LSM-Tree vs B-Tree: The Full Comparison

Property	LSM-Tree	B-Tree
Write path	Sequential appends to memtable + WAL; periodic flush to SSTable; background compaction	Random in-place page updates + WAL entry per write; occasional page split
Write amplification	Lower for initial write; compaction rewrites data multiple times across levels	Higher per update (entire page written); worse on SSDs for random small writes
Read performance	Slower — may need to check memtable + multiple SSTables; Bloom filters mitigate for non-existent keys	Faster — deterministic O(log n) root-to-leaf path; upper levels always cached
Read amplification	Higher — multiple SSTables may need checking for one key	Lower — one path from root to leaf for any key
Space amplification	Higher during compaction (old + new data coexist); tombstones until compacted away	Lower — in-place updates; free pages reclaimed immediately by B-tree page allocator
Compression ratio	Better — sorted, sequential layout compresses well	Worse — random page layout with fragmentation from page splits
Write latency	More predictable (memtable writes) but compaction can cause latency spikes	Can spike during page splits; generally good for mixed workloads
Concurrency model	Simpler — SSTables are immutable once written; no concurrent modification	Complex — pages can be modified concurrently; requires careful latch (short-lock) management
Typical use cases	Write-heavy workloads, time-series, event logs, high-volume IoT data ingestion	Read-heavy or mixed OLTP; queries that require strong read latency guarantees
Example systems	Cassandra, RocksDB, HBase, LevelDB, ScyllaDB	PostgreSQL, MySQL/InnoDB, SQLite, Oracle, SQL Server

The comparison is not simply "LSM for writes, B-tree for reads." Real workloads are mixed, and the choice depends on write-to-read ratio, key distribution, disk type (SSD vs HDD), latency requirements, and operational complexity tolerance. Many modern systems mix both: RocksDB (LSM) is used as the storage engine under MySQL (MyRocks) to improve write throughput on SSD, while keeping MySQL's SQL interface. CockroachDB uses RocksDB internally while exposing full SQL with ACID transactions.

Index Structures Beyond the Primary Key

Secondary Indexes

The primary index maps a primary key to a row — by definition unique per row. A secondary index maps values of some other column (or combination of columns) to the rows that have that value. Both B-trees and LSM-trees can serve secondary indexes; the data structure is the same, but the key type differs.

The critical distinction: secondary index values are not unique. An index on city_id may map one city ID to millions of user rows. Each index entry points to a list (or a key range) of matching rows rather than a single row. This is implemented either by including the primary key in each secondary index entry (so the full row is fetched via a second primary key lookup) or by pointing directly to the heap file location (which becomes stale if the row moves, requiring careful maintenance).

Secondary indexes are essential for query performance — without them, any query filtering on a non-primary-key column requires a full table scan. Adding a secondary index dramatically speeds up reads at the cost of write overhead (every insert or update must also update all secondary indexes) and storage space. The tradeoff is explicit and measurable, which is why database schema design involves deliberate decisions about which secondary indexes to create.

■ **Goal A**
Repeat the passage of the LSM-tree and B-tree comparison between "Secondary indexes are" and "indexes to create.", inclusive.

■ **Provided data**
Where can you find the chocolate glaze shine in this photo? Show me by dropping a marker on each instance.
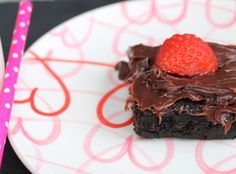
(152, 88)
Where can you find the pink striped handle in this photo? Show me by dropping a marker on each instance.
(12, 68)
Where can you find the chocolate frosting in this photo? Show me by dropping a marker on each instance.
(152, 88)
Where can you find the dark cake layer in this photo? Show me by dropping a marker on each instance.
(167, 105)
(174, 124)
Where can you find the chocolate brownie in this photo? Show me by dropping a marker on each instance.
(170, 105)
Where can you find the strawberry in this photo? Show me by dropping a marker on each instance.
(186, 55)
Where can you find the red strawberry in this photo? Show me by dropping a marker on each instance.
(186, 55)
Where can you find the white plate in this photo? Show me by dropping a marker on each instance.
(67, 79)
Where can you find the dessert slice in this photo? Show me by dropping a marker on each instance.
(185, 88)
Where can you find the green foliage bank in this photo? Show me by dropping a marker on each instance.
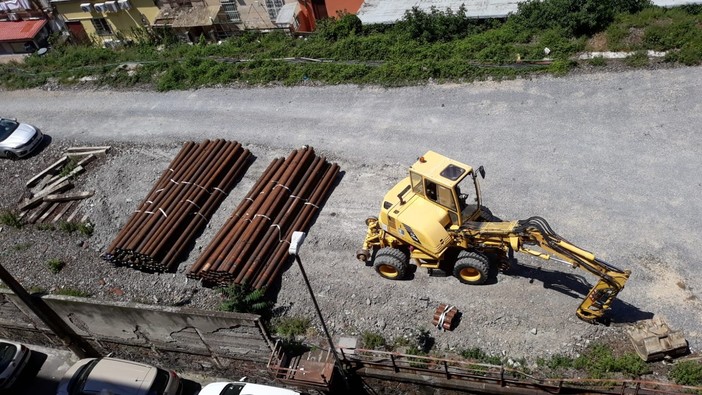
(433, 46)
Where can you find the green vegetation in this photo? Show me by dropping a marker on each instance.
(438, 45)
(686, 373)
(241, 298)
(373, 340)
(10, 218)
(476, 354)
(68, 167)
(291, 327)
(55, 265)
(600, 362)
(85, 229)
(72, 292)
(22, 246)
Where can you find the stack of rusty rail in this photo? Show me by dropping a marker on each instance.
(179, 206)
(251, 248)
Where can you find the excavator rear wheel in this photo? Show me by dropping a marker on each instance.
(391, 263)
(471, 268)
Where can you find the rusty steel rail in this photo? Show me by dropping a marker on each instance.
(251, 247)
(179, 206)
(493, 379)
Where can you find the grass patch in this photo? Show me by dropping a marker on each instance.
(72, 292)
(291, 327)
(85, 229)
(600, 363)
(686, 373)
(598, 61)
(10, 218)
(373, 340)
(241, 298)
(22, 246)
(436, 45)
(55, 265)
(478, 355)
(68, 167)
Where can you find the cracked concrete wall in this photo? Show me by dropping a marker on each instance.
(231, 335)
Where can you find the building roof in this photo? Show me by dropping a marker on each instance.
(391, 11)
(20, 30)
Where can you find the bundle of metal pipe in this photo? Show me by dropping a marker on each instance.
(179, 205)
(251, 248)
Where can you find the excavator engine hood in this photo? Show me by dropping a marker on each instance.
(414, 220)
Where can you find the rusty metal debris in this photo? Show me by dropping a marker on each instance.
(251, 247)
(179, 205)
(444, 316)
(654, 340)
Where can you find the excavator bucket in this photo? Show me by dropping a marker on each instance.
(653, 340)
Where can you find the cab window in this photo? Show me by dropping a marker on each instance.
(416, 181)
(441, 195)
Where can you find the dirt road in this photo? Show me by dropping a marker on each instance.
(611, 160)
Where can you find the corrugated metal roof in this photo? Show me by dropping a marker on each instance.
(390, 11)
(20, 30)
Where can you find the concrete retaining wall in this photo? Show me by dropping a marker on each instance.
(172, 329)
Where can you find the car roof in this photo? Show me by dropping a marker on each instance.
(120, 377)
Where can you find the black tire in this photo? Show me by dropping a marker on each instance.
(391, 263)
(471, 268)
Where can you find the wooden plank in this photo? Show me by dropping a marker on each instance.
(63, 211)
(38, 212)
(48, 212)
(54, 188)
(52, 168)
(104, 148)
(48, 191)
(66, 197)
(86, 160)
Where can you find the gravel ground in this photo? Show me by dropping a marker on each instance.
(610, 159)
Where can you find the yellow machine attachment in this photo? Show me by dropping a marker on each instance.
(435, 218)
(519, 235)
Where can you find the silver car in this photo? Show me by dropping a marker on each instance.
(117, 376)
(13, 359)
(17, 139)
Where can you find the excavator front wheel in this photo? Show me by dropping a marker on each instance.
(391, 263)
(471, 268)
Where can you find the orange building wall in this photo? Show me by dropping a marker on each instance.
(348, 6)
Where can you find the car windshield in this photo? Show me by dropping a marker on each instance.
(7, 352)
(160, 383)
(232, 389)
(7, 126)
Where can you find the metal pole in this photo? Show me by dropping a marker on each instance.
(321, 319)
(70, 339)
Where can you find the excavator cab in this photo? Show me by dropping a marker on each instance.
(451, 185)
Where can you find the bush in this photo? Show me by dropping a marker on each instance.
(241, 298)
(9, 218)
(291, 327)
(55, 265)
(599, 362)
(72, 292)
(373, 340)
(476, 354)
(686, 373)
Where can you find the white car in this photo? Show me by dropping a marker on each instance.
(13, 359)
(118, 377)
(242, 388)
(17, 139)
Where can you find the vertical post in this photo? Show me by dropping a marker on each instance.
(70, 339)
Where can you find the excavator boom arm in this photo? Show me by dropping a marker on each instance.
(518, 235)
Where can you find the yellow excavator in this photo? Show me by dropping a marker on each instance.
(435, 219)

---

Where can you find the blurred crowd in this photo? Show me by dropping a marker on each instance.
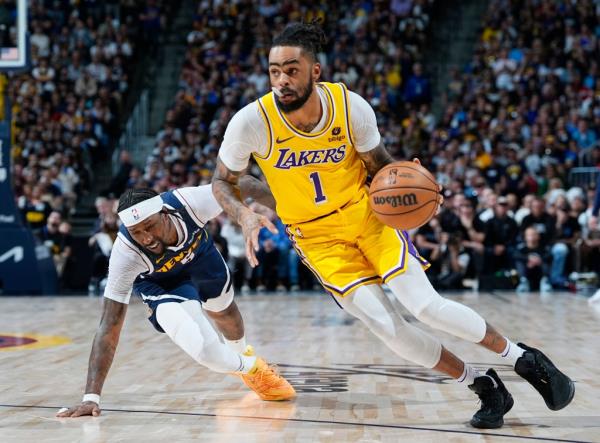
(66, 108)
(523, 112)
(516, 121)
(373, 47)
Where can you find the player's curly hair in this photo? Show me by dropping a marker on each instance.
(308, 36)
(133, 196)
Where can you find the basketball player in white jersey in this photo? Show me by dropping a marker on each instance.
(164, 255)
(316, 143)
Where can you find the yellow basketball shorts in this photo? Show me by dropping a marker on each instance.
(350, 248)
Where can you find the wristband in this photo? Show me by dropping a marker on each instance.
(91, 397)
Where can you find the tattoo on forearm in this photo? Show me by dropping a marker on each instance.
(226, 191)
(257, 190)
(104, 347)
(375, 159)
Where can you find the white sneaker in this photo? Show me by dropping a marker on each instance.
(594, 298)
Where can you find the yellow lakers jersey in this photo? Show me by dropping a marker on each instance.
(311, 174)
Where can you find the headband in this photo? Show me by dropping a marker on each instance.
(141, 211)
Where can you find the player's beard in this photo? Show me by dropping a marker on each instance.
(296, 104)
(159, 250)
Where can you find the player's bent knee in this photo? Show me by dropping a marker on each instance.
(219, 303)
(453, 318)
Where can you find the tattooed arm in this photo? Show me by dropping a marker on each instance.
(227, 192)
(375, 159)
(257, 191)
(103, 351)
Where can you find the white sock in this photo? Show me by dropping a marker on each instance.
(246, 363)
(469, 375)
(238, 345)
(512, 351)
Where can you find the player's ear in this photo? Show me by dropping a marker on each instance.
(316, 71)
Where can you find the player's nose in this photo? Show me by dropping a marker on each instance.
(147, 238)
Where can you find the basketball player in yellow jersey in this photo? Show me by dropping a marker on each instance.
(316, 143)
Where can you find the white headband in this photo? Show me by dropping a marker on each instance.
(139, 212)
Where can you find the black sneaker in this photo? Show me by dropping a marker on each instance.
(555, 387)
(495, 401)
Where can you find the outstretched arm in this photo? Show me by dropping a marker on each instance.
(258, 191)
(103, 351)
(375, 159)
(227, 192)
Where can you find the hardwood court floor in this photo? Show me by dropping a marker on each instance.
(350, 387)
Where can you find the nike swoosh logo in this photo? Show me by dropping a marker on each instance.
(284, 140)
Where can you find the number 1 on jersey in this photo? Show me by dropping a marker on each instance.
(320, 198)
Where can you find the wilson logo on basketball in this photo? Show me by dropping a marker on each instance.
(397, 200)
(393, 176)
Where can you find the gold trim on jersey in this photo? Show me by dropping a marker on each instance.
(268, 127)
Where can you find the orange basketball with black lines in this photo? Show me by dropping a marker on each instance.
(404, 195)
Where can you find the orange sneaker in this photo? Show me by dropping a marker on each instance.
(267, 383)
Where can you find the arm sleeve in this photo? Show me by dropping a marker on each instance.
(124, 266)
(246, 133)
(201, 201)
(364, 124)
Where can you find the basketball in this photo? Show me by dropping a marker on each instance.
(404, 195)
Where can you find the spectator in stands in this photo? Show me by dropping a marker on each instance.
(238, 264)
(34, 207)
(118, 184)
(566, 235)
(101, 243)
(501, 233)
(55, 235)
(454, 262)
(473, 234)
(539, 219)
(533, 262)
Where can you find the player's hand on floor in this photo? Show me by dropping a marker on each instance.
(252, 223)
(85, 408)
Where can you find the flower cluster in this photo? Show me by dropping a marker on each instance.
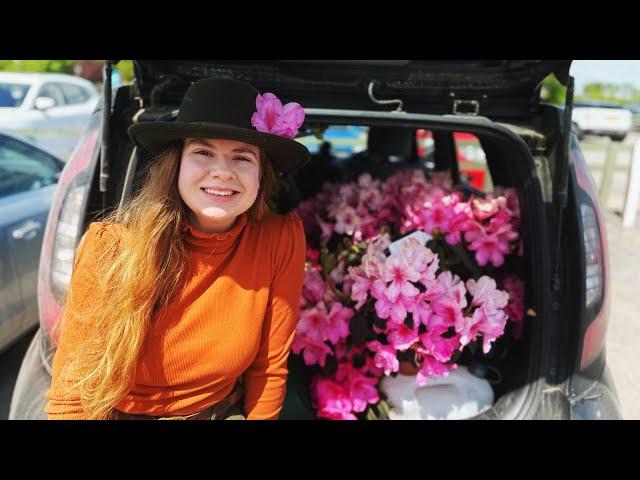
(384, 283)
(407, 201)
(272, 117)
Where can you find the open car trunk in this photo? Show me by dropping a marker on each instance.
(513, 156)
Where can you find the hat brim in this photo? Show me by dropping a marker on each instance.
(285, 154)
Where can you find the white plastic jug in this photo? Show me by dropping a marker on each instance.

* * *

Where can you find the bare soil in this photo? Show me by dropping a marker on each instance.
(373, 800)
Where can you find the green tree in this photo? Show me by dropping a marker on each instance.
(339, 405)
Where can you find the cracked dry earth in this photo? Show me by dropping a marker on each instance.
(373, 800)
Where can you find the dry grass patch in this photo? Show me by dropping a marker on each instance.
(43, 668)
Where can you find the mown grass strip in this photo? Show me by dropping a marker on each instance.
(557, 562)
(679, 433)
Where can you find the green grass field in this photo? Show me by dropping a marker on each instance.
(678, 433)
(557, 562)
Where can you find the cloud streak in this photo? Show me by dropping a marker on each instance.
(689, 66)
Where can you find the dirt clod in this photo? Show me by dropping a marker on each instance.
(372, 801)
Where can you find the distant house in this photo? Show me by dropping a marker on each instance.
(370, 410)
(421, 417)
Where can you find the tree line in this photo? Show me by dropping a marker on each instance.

■ **Goal B**
From the entries, rewrite only the lines between the line holding "Where can you find the green grass" and the line holding "Where can you find the tree", inclusive, requests included. Multiply every marker coordinate by 1.15 and round to whole numbers, with halves rounded up.

■ **Written answer A**
Secondary indexes are essential for query performance — without them, any query filtering on a non-primary-key column requires a full table scan. Adding a secondary index dramatically speeds up reads at the cost of write overhead (every insert or update must also update all secondary indexes) and storage space. The tradeoff is explicit and measurable, which is why database schema design involves deliberate decisions about which secondary indexes to create.

■ **Written answer B**
Where can you find the green grass field in this photo? Show me by dropping a marker on each instance.
(780, 498)
(641, 646)
Where can you find the cloud streak in this photo? Show me by dropping a marker on each instance.
(792, 76)
Where can you find the dirt clod in this photo? Show me by dropping a marker on each instance.
(428, 921)
Where can you find the distant house in this photo? Show me by dropping a marker on each instance.
(426, 472)
(484, 480)
Where can you find the tree line in this photo? Show me by dropping a marker on each instance.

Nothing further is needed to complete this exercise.